* **Tasks to carry out**:
(a) In the Auxly interview, how many cultivation projects does the company own wholly or with partners?
(b) Reproduce the Auxly interview word for word, between "So, rather than" and "a wellness product?", inclusive.

The Business of Cannabis: Auxly
By Jason Gorber
As part of our Business Talks with Canada’s top cannabis CEOs, we had the pleasure of speaking with:
President, Auxly Cannabis Group
What does your company do? Our company is a vertically integrated company with eleven cultivation projects that we either wholly own or we partner with other people on... We take that agricultural product and turn it into other derivative products, like chewables, chocolates, lozenges, capsules, things like that. We have some proprietary brands that we distribute those products under. To sum it up, we’re a cannabis products company that owns our own cultivation and our own manufacturing.
How have you seen the industry change? It’s a highly dynamic industry, so there’s change all the time. The biggest change at a macro level is really the regulatory one that took this from being limited to medical use to being expanded to all adults for non-medical or recreational use. We’re really heading into cannabis legalization 2.0, where the government later on in the year is going to open up the market to derivative products.
Was it a bigger jump from illicit to medical or from medical to consumer? I would say medical to consumer. From illicit to medical was really driven by really ill people that took it upon themselves to fight the government for what they believed was an infringement of their constitutional rights. You’re talking about [a] total registered patient base of about 350,000 patients. Now, you’ve got any adult in Canada that can access cannabis legally if they choose to. It’s also a much more complicated supply chain, logistically and technically speaking. The medical market is pretty easy – a consumer registers with you, they go through a small process, and then they buy, and you ship direct to them. Now you have provincial intermediaries inserting themselves at the wholesale level. You’ve got a myriad of different distribution systems from province to province and retail players from province to province. It’s a bigger jump, commercially speaking, operationally, and, I think also, socially speaking.
How would you like to see the industry change further, and how are you going to contribute to that change? There is a progress towards the concept of cannabis being a wellness product. Right now, it seems like there’s almost a dichotomy. If it’s medical, you need this because you’re ill. If it’s recreational, you want to use this because you want to get high. I think there is a massive middle segment of consumers in the health and wellness market. They’re not sick, they’re not trying to cure themselves or alleviate conditions, and they have no real interest in getting high, so to speak. What they want is they want added functionality, they want health maintenance, they want an experience. Research, I think, is going to be increasing in importance... The government is looking for industry and for academia to do further research so they can make real evidence-based policy decisions and eventually introduce those types of products to the market.
So, rather than as a medical drug or drug to get high, what type of product would be equivalent? You’re not taking omega-3 to cure yourself of anything. You’re not trying to manage your pain through omega-3. You’re taking it because it’s been shown that it supports a healthy lifestyle and there’s some benefit to it. That’s where I see [the cannabinoids] market going. Why don’t we take other nutraceuticals that are out there that we know have some health benefit, whether it’s melatonin for sleep, whether it’s probiotics, whether it’s chamomile, fish oil, that sort of thing, and see if there are additional synergistic benefits that could be attained by the addition of cannabinoids and then put those out as a wellness product?

* **Data excerpts**:
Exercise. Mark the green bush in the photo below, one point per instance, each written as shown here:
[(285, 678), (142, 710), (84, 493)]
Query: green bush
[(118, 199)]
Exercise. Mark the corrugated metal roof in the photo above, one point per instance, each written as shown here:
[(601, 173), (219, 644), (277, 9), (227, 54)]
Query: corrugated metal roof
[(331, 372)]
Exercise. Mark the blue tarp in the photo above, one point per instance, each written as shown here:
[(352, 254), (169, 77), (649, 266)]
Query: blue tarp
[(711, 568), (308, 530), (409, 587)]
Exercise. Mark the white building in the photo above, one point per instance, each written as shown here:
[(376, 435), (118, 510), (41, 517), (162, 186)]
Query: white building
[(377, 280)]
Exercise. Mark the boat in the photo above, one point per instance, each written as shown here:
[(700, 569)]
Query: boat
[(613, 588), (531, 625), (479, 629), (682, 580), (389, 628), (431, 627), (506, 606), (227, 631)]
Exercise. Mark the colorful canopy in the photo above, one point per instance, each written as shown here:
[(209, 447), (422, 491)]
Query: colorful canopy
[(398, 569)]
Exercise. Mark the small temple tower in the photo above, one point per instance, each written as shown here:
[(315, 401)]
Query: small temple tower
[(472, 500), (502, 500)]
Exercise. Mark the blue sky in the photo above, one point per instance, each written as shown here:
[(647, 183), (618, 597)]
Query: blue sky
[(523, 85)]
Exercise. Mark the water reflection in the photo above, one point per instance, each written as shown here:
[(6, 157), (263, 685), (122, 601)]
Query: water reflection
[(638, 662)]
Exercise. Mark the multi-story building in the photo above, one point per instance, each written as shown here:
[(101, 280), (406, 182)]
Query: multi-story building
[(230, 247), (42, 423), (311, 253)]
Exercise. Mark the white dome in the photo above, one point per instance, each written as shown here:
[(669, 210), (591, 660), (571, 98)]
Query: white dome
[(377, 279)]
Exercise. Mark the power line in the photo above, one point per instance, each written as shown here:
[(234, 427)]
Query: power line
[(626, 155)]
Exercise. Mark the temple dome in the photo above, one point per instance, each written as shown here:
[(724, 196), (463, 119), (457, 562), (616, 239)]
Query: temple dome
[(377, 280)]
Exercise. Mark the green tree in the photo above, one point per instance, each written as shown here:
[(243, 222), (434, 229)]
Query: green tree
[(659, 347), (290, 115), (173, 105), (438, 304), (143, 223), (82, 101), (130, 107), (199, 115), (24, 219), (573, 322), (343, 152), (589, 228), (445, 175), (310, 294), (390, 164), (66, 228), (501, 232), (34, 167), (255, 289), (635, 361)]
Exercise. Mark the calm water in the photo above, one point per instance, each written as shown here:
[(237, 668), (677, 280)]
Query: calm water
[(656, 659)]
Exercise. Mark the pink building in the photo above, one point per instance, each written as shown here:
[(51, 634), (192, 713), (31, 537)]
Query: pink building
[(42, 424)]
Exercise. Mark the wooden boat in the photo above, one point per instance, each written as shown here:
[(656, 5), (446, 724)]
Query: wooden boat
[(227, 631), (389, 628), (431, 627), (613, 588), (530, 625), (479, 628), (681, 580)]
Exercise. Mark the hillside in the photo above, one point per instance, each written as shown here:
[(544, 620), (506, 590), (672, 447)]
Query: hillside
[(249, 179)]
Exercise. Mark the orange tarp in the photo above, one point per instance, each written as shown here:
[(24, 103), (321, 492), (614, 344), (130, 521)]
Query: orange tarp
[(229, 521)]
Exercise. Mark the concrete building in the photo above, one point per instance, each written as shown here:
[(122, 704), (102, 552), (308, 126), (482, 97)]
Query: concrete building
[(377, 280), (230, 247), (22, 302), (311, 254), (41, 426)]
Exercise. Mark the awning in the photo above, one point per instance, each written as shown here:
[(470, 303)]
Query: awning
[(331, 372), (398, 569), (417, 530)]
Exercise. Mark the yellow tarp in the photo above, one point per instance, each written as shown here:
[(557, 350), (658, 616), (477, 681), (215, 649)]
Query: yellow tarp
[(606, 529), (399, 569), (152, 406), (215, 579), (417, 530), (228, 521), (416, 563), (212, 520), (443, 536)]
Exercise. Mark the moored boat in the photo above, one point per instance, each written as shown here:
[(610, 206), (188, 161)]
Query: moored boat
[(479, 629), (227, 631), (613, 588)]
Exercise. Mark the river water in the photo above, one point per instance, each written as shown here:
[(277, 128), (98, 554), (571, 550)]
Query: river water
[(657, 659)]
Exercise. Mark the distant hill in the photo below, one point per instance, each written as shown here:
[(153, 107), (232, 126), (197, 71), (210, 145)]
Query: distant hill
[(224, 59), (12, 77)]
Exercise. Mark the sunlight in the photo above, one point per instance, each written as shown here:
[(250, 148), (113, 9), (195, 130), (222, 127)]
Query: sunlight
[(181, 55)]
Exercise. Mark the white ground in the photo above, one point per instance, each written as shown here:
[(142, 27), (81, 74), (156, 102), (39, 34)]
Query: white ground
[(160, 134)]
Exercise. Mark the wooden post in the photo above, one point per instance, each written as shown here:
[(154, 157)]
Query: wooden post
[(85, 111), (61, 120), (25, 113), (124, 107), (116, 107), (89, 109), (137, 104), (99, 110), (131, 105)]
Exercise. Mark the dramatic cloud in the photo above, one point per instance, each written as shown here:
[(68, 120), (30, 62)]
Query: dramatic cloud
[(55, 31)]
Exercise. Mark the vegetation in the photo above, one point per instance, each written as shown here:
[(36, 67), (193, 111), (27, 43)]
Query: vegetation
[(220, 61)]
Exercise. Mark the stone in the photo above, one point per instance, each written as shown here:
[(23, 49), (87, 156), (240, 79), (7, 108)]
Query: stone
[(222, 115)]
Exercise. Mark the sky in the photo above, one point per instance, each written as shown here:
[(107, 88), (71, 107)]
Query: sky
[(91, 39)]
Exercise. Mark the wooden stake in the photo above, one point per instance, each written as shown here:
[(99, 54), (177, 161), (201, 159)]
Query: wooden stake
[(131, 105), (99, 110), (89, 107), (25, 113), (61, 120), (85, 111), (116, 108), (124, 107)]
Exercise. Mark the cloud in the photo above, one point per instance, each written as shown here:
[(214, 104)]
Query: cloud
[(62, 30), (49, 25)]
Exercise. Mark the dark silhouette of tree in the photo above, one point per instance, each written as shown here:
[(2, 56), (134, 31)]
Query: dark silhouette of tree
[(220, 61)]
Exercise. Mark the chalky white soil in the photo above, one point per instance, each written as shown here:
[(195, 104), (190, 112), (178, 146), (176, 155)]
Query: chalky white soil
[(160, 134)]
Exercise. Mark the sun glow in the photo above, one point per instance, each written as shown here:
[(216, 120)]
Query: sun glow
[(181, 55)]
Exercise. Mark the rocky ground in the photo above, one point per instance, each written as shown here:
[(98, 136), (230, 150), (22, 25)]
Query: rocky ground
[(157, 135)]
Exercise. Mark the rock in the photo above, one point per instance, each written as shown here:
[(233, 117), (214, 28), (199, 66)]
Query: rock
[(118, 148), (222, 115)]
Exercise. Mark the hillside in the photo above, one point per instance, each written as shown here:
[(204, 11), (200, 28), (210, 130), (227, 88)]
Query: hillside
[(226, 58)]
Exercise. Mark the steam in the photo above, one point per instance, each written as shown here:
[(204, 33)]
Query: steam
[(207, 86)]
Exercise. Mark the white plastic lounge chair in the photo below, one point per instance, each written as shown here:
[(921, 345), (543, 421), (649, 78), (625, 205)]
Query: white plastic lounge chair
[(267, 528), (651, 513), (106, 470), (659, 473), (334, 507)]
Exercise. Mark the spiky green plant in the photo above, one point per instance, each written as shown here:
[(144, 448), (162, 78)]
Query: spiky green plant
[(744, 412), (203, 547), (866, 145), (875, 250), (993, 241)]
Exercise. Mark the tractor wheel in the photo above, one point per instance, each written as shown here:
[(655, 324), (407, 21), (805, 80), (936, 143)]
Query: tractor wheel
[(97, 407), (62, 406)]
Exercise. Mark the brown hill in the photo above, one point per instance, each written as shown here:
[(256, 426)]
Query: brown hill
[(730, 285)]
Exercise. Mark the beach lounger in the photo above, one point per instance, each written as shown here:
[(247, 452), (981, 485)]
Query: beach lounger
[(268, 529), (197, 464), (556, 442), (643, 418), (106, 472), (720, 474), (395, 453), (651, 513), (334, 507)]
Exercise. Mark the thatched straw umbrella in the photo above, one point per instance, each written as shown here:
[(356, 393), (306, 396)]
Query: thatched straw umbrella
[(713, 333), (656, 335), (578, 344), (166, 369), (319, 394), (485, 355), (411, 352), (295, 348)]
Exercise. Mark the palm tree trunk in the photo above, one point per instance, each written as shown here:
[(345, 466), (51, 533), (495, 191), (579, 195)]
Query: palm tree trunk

* **Solutions to the problems**:
(a) Eleven.

(b)
So, rather than as a medical drug or drug to get high, what type of product would be equivalent? You’re not taking omega-3 to cure yourself of anything. You’re not trying to manage your pain through omega-3. You’re taking it because it’s been shown that it supports a healthy lifestyle and there’s some benefit to it. That’s where I see [the cannabinoids] market going. Why don’t we take other nutraceuticals that are out there that we know have some health benefit, whether it’s melatonin for sleep, whether it’s probiotics, whether it’s chamomile, fish oil, that sort of thing, and see if there are additional synergistic benefits that could be attained by the addition of cannabinoids and then put those out as a wellness product?